#### Aim of the task
Could you repeat every line of the material below word for word, leaving out the pictures?

#### Provided records
- - - - -

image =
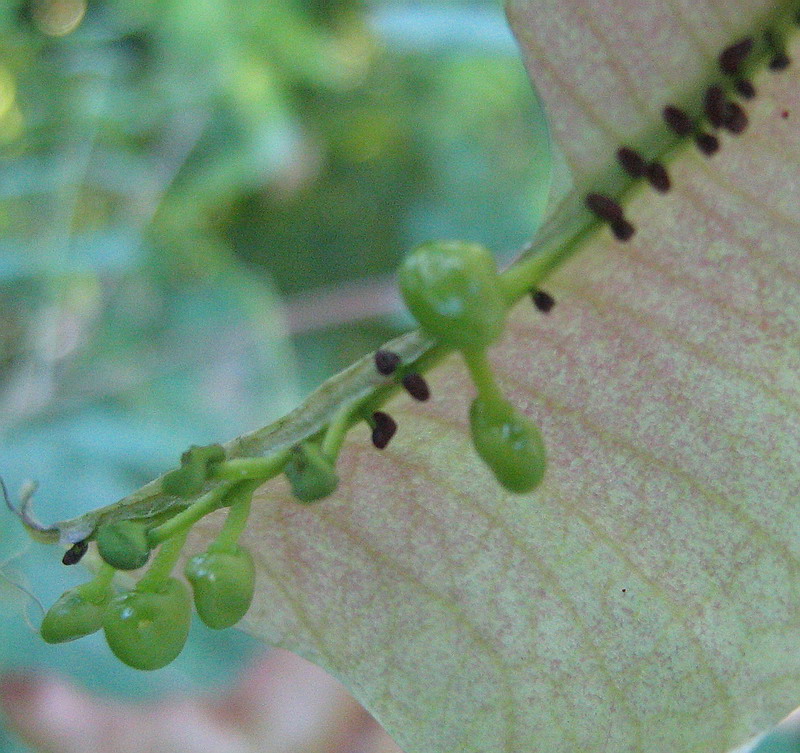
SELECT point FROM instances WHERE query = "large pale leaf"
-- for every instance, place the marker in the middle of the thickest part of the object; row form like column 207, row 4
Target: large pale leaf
column 645, row 597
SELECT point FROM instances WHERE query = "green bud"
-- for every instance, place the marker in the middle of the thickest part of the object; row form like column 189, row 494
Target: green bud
column 509, row 443
column 453, row 290
column 188, row 480
column 223, row 583
column 78, row 612
column 148, row 629
column 123, row 544
column 310, row 473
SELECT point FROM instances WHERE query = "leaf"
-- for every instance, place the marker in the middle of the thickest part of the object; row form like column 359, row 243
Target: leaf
column 645, row 596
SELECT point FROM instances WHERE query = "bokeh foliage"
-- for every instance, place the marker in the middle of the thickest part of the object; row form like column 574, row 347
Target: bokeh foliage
column 174, row 176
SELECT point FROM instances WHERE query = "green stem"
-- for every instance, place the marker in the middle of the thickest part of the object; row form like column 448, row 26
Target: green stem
column 241, row 469
column 482, row 376
column 163, row 562
column 184, row 520
column 336, row 431
column 236, row 521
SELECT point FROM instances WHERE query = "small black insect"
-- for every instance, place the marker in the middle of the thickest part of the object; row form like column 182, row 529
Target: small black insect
column 543, row 301
column 707, row 143
column 383, row 429
column 74, row 554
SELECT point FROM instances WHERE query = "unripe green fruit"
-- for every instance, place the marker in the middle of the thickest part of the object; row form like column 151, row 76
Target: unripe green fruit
column 223, row 584
column 311, row 474
column 123, row 544
column 188, row 480
column 148, row 629
column 454, row 291
column 78, row 612
column 509, row 443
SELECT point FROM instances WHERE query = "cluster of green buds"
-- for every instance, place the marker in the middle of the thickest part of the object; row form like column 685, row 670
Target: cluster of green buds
column 147, row 626
column 458, row 297
column 456, row 294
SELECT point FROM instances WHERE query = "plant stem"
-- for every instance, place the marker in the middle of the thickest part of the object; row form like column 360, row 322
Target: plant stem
column 184, row 520
column 236, row 521
column 163, row 562
column 240, row 469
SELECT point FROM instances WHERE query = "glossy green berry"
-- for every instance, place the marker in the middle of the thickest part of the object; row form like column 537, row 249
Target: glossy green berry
column 310, row 473
column 123, row 544
column 148, row 629
column 223, row 583
column 508, row 442
column 188, row 480
column 78, row 612
column 453, row 290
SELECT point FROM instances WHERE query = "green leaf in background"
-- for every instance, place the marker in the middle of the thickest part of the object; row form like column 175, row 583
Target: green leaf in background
column 645, row 596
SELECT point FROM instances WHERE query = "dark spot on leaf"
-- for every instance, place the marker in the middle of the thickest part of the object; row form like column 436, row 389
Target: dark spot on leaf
column 75, row 553
column 732, row 57
column 384, row 428
column 745, row 88
column 707, row 143
column 658, row 177
column 604, row 207
column 416, row 386
column 543, row 301
column 677, row 120
column 386, row 362
column 622, row 229
column 632, row 162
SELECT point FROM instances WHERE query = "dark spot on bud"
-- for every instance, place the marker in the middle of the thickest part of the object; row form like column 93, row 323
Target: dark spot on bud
column 658, row 177
column 632, row 162
column 386, row 362
column 707, row 143
column 543, row 301
column 416, row 386
column 384, row 427
column 75, row 553
column 732, row 57
column 677, row 120
column 622, row 229
column 604, row 207
column 735, row 118
column 745, row 88
column 715, row 105
column 780, row 62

- - - - -

#### Task result
image =
SELECT point FROM instances WHERE query = "large pale leaf"
-- for every instance, place the marker in the middle of the thickest part of the object; row form like column 207, row 4
Target: large pale leaf
column 645, row 597
SELECT point FROM instances WHERE query = "green bud"
-- for every instance, place the marker in the middle of the thickest part of the object; row form like column 189, row 494
Target: green bud
column 509, row 443
column 453, row 290
column 188, row 480
column 223, row 583
column 78, row 612
column 148, row 629
column 123, row 544
column 310, row 473
SELECT point FROM instances WHERE query = "leaf"
-- for every instance, place the marker in the middle of the thickest part of the object; row form like column 359, row 243
Target: leaf
column 645, row 596
SELECT point FROM instances WHERE query = "bokeh foliage"
-- for every instance, place the marker in the middle of the thickest part of the object; row form like column 574, row 347
Target: bokeh foliage
column 174, row 176
SELECT point FROM instances WHERE query = "green stem"
-- for every instance, place the marker in the middle of the thickest part of the object; row form like column 448, row 26
Target: green stem
column 241, row 469
column 482, row 376
column 163, row 562
column 184, row 520
column 336, row 431
column 236, row 521
SELECT point FROM instances WHERE query = "small black insect"
-- for every instance, place the marker in the middle of the thickest part of the object; row form like column 182, row 529
Target: small black insect
column 543, row 301
column 707, row 143
column 383, row 429
column 74, row 554
SELECT point FROM instances WHERE query = "unripe green fruit"
-- for every instance, place the marker in the middle of the thickest part of the object; row form like column 151, row 76
Target: unripe green fruit
column 223, row 584
column 311, row 474
column 123, row 544
column 188, row 480
column 148, row 629
column 454, row 291
column 78, row 612
column 509, row 443
SELECT point FROM instances WHERE query = "cluster of green buds"
-- for every instance, place the marker in the middle of the thickest part of the object; row form like column 685, row 670
Target: cluster of green buds
column 147, row 626
column 458, row 297
column 456, row 294
SELECT point FROM instances WHERE query = "plant stem"
-- for every instance, place the marker in the middle of the thickest part of the object; row form like column 360, row 322
Target: plant stem
column 184, row 520
column 236, row 521
column 163, row 562
column 240, row 469
SELECT point FROM instances WHERE query = "glossy green berry"
-- for every instance, place the marker in the middle of the thickest part of the object; row form like column 537, row 249
Target: glossy green berry
column 310, row 473
column 123, row 544
column 148, row 629
column 223, row 583
column 508, row 442
column 188, row 480
column 78, row 612
column 453, row 290
SELECT point FROM instances WHERE query = "green leaf in background"
-- for every instance, place the marker in the middle of the thickest part of the object; row form like column 175, row 583
Target: green leaf in background
column 645, row 596
SELECT point FROM instances WHERE query = "dark spot on leaf"
-- for every instance, place the marker in the middle of the thickest part of the object; row form like column 436, row 389
Target: dark spot on leaf
column 75, row 553
column 732, row 57
column 384, row 428
column 745, row 88
column 707, row 143
column 658, row 177
column 604, row 207
column 416, row 386
column 543, row 301
column 677, row 120
column 386, row 362
column 622, row 229
column 632, row 162
SELECT point FROM instances WHERE query = "dark spot on bud"
-- for every instance, place the marker in the middle of the thickest part of the object; row form like column 93, row 323
Target: dark spot on bud
column 658, row 177
column 632, row 162
column 386, row 362
column 707, row 143
column 543, row 301
column 416, row 386
column 384, row 427
column 75, row 553
column 732, row 57
column 677, row 120
column 622, row 229
column 604, row 207
column 735, row 118
column 745, row 88
column 715, row 105
column 780, row 62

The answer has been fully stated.